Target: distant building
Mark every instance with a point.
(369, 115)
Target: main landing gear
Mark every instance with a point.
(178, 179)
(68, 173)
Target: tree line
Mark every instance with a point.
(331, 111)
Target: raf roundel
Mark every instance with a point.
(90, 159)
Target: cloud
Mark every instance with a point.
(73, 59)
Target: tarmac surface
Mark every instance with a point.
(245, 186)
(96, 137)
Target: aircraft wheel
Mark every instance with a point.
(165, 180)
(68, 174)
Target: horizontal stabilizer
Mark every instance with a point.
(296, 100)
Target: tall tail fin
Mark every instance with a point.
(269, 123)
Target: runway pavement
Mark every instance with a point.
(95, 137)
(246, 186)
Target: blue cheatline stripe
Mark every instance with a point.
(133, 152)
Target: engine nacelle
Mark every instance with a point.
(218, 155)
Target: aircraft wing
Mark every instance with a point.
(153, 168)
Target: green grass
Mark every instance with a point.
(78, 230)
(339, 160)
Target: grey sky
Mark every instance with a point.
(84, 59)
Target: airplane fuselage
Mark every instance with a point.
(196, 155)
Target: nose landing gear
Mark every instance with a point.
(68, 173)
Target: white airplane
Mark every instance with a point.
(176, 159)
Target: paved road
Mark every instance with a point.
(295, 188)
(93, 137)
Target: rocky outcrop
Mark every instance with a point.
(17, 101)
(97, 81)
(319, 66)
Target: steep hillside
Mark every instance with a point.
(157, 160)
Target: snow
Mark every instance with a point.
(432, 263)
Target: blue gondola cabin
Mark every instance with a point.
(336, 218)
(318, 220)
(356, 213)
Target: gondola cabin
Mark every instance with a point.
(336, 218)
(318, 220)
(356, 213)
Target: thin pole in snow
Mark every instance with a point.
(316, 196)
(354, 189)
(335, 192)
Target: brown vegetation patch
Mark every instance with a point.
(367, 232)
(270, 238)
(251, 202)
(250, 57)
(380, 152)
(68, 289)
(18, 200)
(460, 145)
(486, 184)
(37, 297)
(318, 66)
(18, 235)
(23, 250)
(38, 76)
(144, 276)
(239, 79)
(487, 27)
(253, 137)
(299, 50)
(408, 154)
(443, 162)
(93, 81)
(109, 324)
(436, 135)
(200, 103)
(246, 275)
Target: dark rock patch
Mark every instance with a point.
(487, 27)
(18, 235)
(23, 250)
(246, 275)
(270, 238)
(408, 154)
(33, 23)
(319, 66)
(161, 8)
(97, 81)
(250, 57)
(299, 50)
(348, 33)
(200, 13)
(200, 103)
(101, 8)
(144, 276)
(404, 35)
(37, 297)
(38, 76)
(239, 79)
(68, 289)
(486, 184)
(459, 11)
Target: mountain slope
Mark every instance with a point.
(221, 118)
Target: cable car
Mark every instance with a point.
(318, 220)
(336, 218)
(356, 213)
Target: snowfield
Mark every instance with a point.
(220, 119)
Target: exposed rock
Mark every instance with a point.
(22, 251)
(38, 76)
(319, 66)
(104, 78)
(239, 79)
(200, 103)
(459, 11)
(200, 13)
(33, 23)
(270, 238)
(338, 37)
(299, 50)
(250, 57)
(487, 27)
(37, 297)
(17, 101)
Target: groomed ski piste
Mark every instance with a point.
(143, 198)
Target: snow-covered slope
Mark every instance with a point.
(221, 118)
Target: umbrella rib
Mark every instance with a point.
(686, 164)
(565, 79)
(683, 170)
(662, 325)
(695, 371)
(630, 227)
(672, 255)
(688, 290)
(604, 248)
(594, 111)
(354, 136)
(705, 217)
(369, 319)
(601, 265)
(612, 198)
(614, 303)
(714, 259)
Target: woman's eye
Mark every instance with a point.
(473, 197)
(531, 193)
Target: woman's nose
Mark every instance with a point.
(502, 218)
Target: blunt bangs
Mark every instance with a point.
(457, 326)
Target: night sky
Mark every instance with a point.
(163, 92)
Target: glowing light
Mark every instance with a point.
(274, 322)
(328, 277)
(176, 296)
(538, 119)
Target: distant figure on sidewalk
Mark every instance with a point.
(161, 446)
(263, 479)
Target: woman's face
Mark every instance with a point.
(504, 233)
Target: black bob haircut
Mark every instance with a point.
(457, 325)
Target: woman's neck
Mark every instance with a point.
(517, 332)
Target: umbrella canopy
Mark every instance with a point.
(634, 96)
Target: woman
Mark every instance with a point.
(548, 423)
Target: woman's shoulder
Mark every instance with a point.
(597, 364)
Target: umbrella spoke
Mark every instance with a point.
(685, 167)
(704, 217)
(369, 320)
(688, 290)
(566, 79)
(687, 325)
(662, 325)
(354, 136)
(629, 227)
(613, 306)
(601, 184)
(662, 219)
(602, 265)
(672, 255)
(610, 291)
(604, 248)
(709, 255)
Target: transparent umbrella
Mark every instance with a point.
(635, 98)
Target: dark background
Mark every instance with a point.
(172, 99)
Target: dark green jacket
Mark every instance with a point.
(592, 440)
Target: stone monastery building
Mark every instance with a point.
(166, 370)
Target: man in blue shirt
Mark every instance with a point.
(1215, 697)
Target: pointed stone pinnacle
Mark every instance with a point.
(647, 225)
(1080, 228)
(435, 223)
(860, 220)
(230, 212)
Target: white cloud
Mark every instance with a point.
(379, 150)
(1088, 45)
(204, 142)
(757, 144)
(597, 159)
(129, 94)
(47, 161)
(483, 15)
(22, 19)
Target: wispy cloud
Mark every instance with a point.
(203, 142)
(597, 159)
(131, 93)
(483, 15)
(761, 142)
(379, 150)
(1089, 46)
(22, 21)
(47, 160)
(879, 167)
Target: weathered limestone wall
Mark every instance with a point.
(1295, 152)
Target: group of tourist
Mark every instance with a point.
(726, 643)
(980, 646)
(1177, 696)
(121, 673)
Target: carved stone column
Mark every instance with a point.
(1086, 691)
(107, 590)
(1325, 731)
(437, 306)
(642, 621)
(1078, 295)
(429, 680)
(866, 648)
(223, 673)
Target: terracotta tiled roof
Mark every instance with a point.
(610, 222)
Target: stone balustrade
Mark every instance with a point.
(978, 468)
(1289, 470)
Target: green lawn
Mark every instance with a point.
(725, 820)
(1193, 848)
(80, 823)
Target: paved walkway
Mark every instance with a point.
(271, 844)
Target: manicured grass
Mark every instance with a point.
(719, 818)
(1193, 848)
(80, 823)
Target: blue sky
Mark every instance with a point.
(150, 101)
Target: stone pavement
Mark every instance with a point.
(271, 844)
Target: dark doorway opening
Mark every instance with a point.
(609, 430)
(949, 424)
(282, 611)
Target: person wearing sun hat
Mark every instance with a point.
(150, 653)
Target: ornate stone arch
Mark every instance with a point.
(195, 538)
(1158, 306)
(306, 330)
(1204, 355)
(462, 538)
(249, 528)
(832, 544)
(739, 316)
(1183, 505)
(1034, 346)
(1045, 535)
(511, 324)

++++++

→ Work to be completed
Which of the lines above hold the string "patch"? Copy each one.

→ Answer to this task
Target: brown vegetation patch
Target: dark rock patch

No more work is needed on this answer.